**EXERCISE:** Reproduce only the lines from the line containing "the blue jacket" to the end of the entries below, including both of those lines.

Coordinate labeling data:
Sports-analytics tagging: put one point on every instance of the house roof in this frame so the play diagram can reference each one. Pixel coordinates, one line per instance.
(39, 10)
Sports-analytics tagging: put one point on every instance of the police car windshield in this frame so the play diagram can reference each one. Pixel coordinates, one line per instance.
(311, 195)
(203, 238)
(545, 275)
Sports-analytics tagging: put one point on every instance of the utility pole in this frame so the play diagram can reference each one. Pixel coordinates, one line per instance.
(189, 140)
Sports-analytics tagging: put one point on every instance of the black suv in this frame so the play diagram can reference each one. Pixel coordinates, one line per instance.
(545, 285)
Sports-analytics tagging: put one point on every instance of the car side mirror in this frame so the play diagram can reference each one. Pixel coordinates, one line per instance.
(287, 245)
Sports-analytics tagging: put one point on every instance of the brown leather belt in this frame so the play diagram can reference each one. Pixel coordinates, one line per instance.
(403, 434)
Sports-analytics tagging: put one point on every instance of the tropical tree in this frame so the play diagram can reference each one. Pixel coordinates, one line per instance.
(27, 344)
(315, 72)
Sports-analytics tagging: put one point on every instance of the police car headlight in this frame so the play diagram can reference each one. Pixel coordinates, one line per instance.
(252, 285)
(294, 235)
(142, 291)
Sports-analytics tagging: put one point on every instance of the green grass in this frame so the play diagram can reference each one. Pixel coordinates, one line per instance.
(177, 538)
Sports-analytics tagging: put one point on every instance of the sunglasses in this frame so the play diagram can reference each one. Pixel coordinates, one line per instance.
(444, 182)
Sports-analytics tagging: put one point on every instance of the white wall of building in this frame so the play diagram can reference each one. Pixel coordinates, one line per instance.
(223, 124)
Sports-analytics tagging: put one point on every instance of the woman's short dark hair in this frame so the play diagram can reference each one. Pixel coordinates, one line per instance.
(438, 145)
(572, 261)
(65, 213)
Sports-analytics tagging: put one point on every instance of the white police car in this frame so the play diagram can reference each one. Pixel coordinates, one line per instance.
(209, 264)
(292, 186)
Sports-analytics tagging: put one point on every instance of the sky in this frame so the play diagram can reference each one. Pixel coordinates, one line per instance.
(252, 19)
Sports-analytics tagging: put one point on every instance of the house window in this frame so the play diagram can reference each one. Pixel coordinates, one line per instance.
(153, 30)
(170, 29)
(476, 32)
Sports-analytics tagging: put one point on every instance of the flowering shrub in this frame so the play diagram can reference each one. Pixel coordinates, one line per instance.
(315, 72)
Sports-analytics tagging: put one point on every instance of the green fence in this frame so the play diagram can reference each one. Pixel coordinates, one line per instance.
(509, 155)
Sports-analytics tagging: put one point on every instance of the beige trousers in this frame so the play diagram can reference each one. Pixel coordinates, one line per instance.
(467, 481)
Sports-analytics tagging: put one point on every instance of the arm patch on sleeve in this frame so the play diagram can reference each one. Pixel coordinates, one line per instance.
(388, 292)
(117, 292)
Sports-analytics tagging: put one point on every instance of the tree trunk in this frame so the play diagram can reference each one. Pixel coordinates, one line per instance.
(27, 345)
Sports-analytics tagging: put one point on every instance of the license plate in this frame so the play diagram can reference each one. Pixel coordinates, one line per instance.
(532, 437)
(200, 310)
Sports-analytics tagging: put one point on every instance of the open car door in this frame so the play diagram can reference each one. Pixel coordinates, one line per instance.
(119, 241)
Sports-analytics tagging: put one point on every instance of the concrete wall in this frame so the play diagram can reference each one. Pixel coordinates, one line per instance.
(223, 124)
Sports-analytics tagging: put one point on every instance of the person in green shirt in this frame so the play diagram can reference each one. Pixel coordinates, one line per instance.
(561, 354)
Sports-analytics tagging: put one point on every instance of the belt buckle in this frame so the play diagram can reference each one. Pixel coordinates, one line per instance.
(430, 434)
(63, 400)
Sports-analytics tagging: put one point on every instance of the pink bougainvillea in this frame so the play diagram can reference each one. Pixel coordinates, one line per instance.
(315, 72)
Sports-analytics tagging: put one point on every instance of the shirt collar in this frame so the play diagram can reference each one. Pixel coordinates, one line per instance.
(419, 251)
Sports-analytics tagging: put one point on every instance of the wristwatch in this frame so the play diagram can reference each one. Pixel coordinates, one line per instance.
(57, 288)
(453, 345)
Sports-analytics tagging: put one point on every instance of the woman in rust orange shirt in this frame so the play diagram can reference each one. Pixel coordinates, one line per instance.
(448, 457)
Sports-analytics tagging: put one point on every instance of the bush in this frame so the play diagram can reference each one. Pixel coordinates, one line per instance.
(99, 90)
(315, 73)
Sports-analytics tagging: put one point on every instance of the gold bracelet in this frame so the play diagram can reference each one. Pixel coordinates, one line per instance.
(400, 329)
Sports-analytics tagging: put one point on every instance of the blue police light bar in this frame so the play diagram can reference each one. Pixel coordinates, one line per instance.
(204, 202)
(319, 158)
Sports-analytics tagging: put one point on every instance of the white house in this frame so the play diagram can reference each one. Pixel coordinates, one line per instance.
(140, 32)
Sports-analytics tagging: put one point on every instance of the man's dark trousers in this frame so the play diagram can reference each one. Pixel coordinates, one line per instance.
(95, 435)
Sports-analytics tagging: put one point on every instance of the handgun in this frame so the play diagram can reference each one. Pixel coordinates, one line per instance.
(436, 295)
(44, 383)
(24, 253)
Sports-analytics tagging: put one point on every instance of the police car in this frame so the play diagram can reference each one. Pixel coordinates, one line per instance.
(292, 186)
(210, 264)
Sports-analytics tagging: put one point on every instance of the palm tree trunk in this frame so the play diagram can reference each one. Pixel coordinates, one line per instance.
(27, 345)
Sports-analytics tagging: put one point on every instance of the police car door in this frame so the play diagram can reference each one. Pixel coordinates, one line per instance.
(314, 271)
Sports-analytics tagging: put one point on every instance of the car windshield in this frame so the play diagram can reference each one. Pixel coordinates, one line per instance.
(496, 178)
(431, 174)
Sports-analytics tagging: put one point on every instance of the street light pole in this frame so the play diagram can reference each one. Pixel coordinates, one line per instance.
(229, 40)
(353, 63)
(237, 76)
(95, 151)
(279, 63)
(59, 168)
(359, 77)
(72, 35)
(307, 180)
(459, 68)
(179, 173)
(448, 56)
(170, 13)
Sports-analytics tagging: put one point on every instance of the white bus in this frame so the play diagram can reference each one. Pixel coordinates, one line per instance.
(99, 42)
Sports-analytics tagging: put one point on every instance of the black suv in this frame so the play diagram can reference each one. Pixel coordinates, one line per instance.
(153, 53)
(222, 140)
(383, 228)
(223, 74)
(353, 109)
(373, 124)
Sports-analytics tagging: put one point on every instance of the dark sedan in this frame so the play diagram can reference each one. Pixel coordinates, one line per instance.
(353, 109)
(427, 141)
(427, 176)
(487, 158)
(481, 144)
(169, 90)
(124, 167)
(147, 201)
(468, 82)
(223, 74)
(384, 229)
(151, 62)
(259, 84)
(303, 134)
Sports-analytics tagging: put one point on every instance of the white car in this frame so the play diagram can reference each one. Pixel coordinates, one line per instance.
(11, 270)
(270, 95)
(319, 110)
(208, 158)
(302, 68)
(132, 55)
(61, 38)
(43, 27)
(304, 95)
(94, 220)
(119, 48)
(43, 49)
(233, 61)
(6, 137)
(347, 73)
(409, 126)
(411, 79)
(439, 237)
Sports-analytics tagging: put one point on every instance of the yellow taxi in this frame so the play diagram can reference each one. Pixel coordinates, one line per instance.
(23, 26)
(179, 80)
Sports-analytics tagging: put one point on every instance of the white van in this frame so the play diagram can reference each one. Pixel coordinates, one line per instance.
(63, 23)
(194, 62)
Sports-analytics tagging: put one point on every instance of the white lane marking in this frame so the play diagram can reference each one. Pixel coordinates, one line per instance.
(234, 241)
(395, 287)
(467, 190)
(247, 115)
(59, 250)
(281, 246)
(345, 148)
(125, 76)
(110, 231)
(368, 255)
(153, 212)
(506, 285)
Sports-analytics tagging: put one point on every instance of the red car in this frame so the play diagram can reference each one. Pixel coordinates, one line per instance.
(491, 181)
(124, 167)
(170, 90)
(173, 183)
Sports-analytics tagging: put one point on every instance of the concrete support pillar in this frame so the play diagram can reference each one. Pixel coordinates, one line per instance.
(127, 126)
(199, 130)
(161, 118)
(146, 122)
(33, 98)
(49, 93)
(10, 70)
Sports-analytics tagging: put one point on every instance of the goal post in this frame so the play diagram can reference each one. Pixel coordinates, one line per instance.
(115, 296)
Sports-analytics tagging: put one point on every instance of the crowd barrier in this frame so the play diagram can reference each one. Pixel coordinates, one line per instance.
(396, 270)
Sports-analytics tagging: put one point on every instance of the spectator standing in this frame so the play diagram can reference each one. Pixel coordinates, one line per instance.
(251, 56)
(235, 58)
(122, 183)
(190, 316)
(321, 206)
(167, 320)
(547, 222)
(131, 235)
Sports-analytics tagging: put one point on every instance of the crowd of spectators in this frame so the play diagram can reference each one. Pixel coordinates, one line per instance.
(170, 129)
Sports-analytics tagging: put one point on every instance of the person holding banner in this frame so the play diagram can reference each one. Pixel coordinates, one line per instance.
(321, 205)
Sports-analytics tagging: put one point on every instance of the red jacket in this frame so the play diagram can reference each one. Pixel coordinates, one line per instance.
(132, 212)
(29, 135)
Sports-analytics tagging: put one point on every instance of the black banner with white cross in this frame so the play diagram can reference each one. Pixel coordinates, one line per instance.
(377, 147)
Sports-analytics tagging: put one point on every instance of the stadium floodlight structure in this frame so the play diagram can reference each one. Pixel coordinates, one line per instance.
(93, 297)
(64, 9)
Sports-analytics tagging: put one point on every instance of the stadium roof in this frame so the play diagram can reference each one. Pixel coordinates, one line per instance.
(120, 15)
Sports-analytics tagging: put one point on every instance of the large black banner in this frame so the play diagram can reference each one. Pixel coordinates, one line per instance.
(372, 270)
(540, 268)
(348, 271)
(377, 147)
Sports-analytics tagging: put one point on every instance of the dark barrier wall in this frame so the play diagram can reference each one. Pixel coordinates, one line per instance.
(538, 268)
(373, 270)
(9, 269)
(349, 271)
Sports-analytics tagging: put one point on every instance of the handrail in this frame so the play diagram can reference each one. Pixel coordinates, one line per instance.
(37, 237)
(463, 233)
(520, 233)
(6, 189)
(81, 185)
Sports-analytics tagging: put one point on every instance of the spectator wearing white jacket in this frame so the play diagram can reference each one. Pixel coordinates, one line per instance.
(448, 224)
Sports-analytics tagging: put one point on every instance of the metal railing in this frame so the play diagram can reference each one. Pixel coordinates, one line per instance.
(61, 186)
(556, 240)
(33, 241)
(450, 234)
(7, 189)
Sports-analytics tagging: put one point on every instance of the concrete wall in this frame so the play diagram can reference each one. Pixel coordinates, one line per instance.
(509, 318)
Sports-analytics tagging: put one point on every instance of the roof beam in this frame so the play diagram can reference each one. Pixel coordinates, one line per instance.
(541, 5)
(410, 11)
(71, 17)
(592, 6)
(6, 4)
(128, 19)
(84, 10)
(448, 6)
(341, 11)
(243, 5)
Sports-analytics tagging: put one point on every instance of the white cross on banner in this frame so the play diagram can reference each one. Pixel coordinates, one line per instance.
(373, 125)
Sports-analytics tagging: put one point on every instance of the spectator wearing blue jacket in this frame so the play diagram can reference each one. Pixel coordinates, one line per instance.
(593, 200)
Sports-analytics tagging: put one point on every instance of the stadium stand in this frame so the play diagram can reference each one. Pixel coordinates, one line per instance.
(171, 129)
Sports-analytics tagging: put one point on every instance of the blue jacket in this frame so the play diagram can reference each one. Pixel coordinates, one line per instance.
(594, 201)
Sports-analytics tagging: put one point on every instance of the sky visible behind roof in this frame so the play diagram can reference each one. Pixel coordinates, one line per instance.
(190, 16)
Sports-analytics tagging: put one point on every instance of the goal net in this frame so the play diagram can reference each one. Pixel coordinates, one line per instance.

**THE COMPLETED TASK:**
Sports-analytics tagging: put one point on every instance of the blue jacket in this frame so the play diagram can reference each one. Pixel coordinates, one line per instance.
(594, 201)
Sports-analytics tagging: put one point on every instance of the sky visible behind roof in this frame so the play diagram can reference each one. Pixel coordinates, one line per instance.
(190, 16)
Sports-analytics tagging: put one point on every instance of the goal net in this frame so the play diagram can reference each one. Pixel coordinates, one line per instance.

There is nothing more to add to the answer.